Work to be completed:
The response should be exactly the number of lines in the material below that contain the word "negative".

Extracted entries:

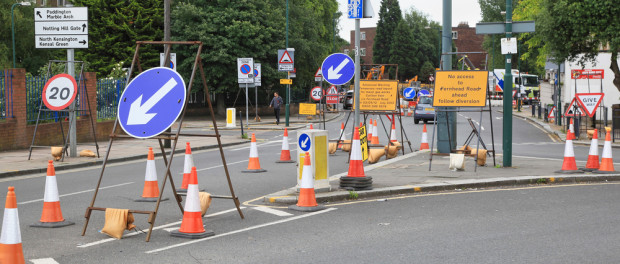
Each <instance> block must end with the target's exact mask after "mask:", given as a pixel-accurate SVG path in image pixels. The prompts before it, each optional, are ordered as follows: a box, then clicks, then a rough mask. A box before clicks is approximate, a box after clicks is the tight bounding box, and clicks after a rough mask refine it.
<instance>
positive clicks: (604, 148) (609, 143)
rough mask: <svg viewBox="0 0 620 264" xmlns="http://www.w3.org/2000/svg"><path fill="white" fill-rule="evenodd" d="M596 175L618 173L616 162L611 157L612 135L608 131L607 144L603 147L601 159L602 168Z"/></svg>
mask: <svg viewBox="0 0 620 264" xmlns="http://www.w3.org/2000/svg"><path fill="white" fill-rule="evenodd" d="M595 172H596V173H604V174H608V173H616V171H615V169H614V160H613V158H612V157H611V133H610V130H607V134H605V144H604V145H603V157H602V159H601V167H600V168H599V169H598V170H597V171H595Z"/></svg>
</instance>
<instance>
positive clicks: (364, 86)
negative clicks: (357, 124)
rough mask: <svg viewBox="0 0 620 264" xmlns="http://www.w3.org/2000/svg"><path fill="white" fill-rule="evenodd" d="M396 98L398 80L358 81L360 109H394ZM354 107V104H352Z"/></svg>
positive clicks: (395, 105)
mask: <svg viewBox="0 0 620 264" xmlns="http://www.w3.org/2000/svg"><path fill="white" fill-rule="evenodd" d="M397 98H398V81H397V80H389V81H388V80H386V81H360V110H362V111H394V110H396V100H397ZM353 107H354V109H355V107H356V106H355V105H354V106H353Z"/></svg>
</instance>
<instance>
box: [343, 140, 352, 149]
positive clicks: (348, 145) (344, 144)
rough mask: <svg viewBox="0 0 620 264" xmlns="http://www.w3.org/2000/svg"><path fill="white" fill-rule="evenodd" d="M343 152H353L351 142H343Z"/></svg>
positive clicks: (350, 141)
mask: <svg viewBox="0 0 620 264" xmlns="http://www.w3.org/2000/svg"><path fill="white" fill-rule="evenodd" d="M342 151H346V152H349V151H351V140H343V141H342Z"/></svg>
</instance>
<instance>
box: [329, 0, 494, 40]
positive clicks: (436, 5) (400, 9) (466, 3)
mask: <svg viewBox="0 0 620 264" xmlns="http://www.w3.org/2000/svg"><path fill="white" fill-rule="evenodd" d="M370 2H371V5H372V8H373V10H374V13H375V14H374V16H373V18H364V19H361V21H360V27H362V28H364V27H375V26H377V21H378V20H379V8H380V7H381V0H370ZM398 2H399V3H400V10H401V11H402V12H403V14H404V13H405V12H406V11H408V10H409V9H411V8H412V7H414V8H416V9H417V10H419V11H421V12H422V13H424V14H427V15H428V17H429V18H430V20H433V21H437V22H439V24H441V21H442V20H443V19H442V14H443V1H442V0H399V1H398ZM347 3H348V0H338V4H339V10H340V12H342V14H344V16H343V18H341V19H340V23H339V24H340V25H339V27H340V37H342V38H343V39H345V40H346V41H349V42H350V41H351V40H350V38H351V33H350V32H351V30H355V20H354V19H349V18H347ZM481 18H482V16H481V15H480V5H479V4H478V0H452V26H454V27H455V26H457V25H458V24H459V23H460V22H462V21H467V22H468V23H469V26H470V27H474V26H476V23H478V22H479V21H480V20H481Z"/></svg>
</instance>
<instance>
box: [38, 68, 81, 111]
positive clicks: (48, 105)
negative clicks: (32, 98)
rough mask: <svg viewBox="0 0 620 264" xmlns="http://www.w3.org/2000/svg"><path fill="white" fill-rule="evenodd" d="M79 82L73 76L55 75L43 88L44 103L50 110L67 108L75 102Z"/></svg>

Task response:
2